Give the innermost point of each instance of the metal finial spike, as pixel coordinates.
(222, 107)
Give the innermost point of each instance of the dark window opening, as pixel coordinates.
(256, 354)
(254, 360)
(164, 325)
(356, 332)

* [Directions]:
Rewrite every line of the data above, shifting each number in the coordinate pairs by -118 and leaving everything else unchanged.

* [Expected output]:
Give the innermost point of each instance of the metal finial spike, as pixel coordinates.
(104, -11)
Give the innermost point of each instance of the dark window opening, as pixel coordinates.
(138, 236)
(136, 242)
(46, 207)
(238, 214)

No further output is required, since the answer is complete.